» GOALS
A: In the rhinestone template thread, substitute "airflow" for "ventilation" and give the passage between "## sjidohair (Apr" and "holds like crazy.", inclusive.
B: Answer these from the rhinestone template thread:
(i) What size of rhinestones does kc6789 say they use?
(ii) What does DivineBling call the staggered pattern?
(iii) Which two glues does DivineBling suggest?

# Machine: Rhinestone design template for shoes



## kc6789 (Mar 28, 2010)

I know there r machines that cut designs/shapes that u fill in with rhinestones, then place the transfer tape on top to move the rhinestones onto the shirt. Could I just do that with flatbacks, make my design with the rhinestones, put the glue on the back of the whole design and then just place it on the shoe?

Also, what machine would u recommend?


----------



## kc6789 (Mar 28, 2010)

One more thing, we use size 10 rhinestones and we like to apply them snugly next to each other in a brick pattern or whatever. Not a pattern in straight lines but in a staggered pattern... does that make sense?


----------



## DivineBling (Sep 14, 2010)

kc6789 said:


> One more thing, we use size 10 rhinestones and we like to apply them snugly next to each other in a brick pattern or whatever. Not a pattern in straight lines but in a staggered pattern... does that make sense?


Yes, it's called a staggered grid fill. And to answer your original question, you would just use a vinyl cutter to cut a rhinestone template just like you would for a template for shirts. You can brush the glue onto the back of the stones and place it on the shoes and let it dry and then peel the transfer tape off.


----------



## allhamps (Mar 15, 2007)

Yep, just like Stephanie outlines. I've also used this process for other items like vases and picture frames.


----------



## WorthDesigns (Mar 16, 2011)

What Brand and quality of glue do you use for stoning such products?

ALLHAMPS, Did you receive my email?


----------



## DivineBling (Sep 14, 2010)

WorthDesigns said:


> What Brand and quality of glue do you use for stoning such products?


You can use either E6000 or Gem-Tac.


----------



## sjidohair (Apr 9, 2008)

When ever you use E5000 or E6000 make sure and have great ventilation,, as it has a ton of fumes,, it works great but also can be a lil globby and harder to control, but it holds like crazy.

It also sets fast,,,, Have fun


----------



## allhamps (Mar 15, 2007)

WorthDesigns said:


> ALLHAMPS, Did you receive my email?


I think so, did I not send you a reply? Sorry


----------



## kc6789 (Mar 28, 2010)

HAHA! yeah I learned about the fumes the hard way! I was trippin' balls for like 2 hours! The E6000 works wonderfully tho. Like cement! Those rhinestones will NOT come off lol. Thanks for the responses by the way. Also, can you recommend a suitable machine and software? Thanks.


----------



## DivineBling (Sep 14, 2010)

kc6789 said:


> HAHA! yeah I learned about the fumes the hard way! I was trippin' balls for like 2 hours! The E6000 works wonderfully tho. Like cement! Those rhinestones will NOT come off lol. Thanks for the responses by the way. Also, can you recommend a suitable machine and software? Thanks.


What kind of machine are you looking for?


----------

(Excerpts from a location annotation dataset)
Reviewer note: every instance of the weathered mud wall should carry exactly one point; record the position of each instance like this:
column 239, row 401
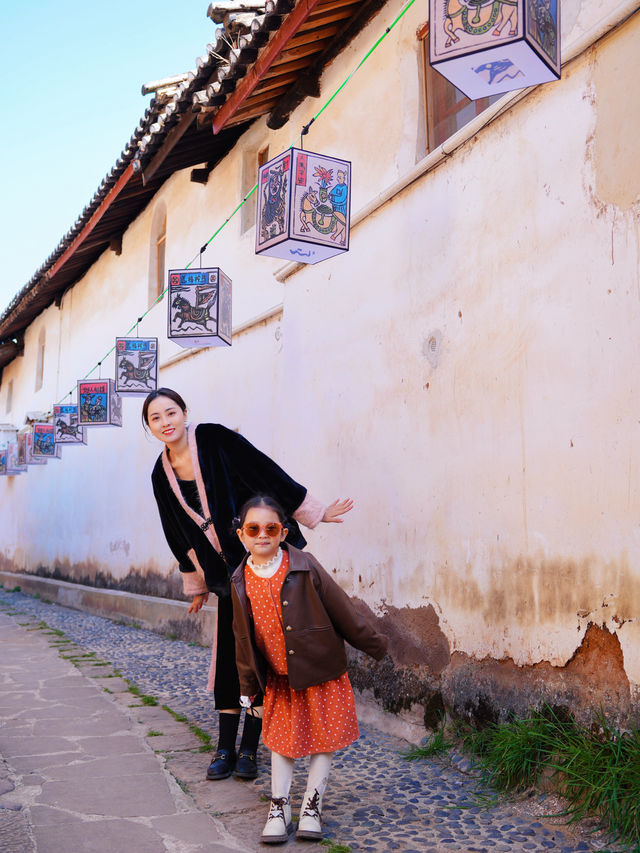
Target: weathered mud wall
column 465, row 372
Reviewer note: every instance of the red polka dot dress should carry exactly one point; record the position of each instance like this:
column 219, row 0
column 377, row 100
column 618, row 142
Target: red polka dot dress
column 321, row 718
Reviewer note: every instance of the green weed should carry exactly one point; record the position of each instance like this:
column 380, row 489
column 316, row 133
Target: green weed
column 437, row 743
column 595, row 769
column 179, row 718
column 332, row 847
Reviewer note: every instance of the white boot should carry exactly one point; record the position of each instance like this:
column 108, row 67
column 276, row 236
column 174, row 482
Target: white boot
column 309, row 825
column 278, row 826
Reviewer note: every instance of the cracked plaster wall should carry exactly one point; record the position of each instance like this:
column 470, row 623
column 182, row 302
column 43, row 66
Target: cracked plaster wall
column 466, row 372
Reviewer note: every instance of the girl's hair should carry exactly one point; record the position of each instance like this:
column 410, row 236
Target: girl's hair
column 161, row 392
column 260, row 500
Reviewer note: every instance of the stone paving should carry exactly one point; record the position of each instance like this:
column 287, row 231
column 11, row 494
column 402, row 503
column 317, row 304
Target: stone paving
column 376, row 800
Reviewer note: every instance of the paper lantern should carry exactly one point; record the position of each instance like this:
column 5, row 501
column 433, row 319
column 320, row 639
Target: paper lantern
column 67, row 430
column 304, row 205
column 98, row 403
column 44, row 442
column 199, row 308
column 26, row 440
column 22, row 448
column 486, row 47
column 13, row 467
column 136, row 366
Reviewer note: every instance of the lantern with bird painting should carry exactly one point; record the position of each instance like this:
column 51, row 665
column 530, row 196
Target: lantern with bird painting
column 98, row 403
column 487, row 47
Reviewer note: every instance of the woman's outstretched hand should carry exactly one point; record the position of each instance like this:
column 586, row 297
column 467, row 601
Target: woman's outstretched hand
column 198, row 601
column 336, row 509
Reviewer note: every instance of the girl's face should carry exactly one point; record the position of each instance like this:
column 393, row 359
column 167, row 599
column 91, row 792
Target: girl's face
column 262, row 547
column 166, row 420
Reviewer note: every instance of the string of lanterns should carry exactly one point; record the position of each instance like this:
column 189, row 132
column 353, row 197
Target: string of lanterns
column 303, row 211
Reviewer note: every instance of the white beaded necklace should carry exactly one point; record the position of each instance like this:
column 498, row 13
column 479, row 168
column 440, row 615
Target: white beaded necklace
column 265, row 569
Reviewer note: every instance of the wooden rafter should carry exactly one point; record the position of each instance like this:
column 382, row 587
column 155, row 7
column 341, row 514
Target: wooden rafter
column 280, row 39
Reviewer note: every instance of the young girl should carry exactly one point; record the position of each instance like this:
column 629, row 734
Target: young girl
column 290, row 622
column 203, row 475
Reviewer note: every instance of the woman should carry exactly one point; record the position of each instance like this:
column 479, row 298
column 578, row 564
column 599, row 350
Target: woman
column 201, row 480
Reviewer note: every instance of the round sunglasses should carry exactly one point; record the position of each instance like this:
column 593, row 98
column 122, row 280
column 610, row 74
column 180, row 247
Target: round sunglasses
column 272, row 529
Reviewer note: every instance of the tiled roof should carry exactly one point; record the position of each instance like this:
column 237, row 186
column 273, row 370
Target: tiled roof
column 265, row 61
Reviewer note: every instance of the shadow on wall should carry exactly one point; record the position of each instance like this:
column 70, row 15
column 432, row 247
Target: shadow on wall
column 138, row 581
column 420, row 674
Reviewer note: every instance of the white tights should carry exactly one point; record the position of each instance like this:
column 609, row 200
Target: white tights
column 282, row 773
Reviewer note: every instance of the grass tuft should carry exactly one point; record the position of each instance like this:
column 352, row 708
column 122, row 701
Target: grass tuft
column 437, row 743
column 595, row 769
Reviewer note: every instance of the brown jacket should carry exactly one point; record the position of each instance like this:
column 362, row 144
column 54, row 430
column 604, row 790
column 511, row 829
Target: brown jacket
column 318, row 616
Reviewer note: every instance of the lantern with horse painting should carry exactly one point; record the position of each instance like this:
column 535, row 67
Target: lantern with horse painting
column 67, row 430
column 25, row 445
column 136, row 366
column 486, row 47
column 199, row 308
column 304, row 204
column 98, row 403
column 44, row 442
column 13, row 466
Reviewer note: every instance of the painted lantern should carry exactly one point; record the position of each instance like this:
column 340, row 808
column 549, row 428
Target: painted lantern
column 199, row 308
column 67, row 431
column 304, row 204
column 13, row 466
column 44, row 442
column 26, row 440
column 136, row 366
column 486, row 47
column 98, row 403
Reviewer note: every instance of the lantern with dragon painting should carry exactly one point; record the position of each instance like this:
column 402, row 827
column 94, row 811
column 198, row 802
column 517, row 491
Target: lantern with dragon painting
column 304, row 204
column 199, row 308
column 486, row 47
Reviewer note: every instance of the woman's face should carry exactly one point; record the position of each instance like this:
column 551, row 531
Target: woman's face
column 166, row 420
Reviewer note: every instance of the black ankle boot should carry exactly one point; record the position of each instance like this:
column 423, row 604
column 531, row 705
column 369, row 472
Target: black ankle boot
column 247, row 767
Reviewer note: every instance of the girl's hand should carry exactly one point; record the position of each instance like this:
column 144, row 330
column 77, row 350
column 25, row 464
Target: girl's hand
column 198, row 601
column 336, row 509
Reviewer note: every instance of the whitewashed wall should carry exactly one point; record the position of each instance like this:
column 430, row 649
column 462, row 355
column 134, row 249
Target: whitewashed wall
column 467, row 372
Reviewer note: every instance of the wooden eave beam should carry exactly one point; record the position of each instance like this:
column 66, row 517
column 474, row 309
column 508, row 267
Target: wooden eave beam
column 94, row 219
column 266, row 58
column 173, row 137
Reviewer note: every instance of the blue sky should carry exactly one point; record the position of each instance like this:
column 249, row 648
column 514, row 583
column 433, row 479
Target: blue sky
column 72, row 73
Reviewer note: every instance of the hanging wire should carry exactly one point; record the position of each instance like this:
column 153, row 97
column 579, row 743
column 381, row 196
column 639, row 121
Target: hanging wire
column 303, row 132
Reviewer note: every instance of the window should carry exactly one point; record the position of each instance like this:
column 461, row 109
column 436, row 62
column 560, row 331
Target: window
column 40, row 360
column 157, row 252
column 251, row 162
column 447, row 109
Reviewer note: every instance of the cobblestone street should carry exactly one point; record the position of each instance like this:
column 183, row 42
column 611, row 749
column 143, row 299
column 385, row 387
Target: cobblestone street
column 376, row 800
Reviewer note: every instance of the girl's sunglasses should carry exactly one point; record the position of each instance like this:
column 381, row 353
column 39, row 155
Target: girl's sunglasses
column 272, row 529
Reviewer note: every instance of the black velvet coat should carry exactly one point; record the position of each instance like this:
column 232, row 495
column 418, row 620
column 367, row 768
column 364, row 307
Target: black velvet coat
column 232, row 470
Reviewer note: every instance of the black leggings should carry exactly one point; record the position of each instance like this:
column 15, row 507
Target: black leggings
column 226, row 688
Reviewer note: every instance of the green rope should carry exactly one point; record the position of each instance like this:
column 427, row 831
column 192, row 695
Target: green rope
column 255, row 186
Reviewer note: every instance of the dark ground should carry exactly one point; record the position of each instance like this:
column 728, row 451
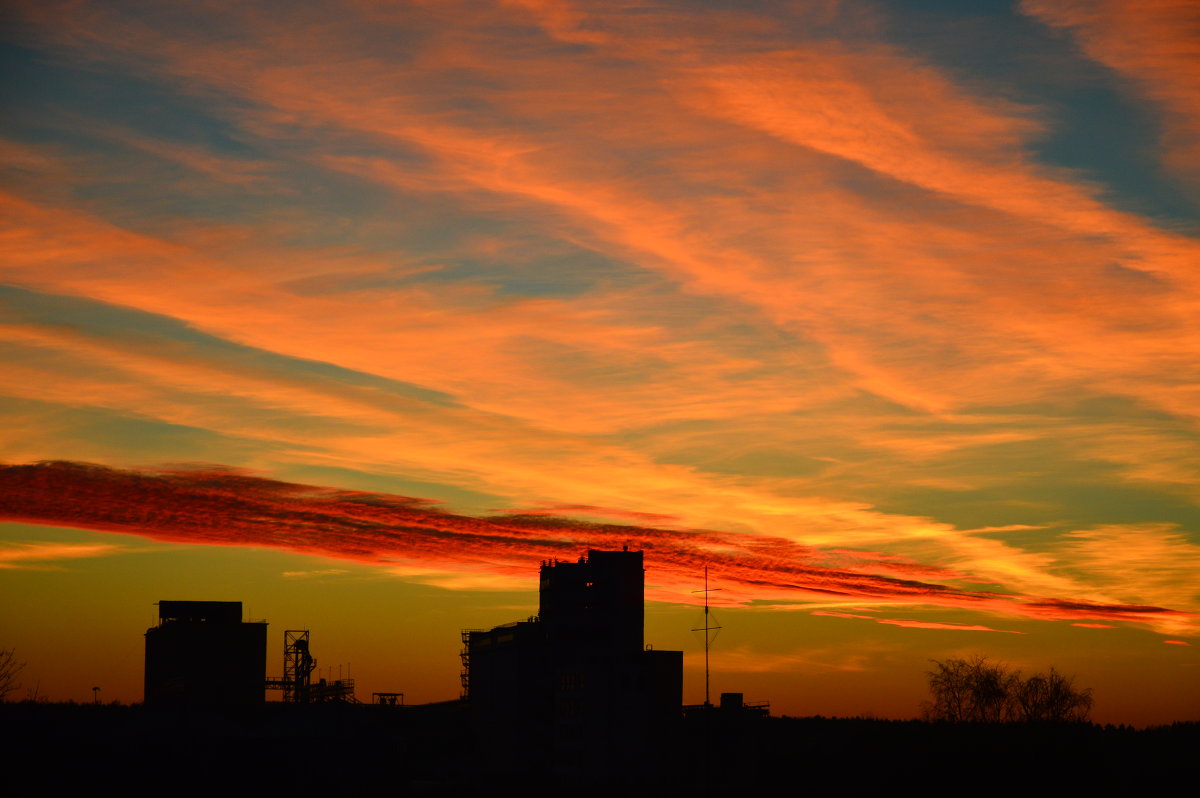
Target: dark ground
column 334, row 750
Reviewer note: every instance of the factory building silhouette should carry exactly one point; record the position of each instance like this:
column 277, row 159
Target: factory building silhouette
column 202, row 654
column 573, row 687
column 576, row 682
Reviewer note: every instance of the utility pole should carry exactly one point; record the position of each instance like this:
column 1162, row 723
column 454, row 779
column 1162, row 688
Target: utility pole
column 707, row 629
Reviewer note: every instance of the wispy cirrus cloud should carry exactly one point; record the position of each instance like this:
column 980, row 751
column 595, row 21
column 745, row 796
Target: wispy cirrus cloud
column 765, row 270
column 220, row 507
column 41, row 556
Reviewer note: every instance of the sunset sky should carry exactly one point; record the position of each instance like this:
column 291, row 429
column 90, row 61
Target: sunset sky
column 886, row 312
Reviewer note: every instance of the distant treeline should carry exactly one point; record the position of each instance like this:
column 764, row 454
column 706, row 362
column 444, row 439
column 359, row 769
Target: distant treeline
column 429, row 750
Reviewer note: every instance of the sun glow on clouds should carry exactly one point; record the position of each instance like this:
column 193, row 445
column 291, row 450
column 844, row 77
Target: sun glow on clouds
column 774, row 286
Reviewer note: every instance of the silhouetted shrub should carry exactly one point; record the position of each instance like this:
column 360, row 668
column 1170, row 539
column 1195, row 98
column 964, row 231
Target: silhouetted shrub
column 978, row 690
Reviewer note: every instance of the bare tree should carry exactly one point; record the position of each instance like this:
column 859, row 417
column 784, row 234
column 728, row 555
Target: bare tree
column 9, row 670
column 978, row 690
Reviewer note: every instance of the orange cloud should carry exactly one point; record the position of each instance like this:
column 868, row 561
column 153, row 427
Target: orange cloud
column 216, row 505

» OUTPUTS BY TASK
A:
## sjidohair (Apr 9, 2008)

When ever you use E5000 or E6000 make sure and have great airflow,, as it has a ton of fumes,, it works great but also can be a lil globby and harder to control, but it holds like crazy.

B:
(i) Size 10
(ii) A staggered grid fill
(iii) E6000 or Gem-Tac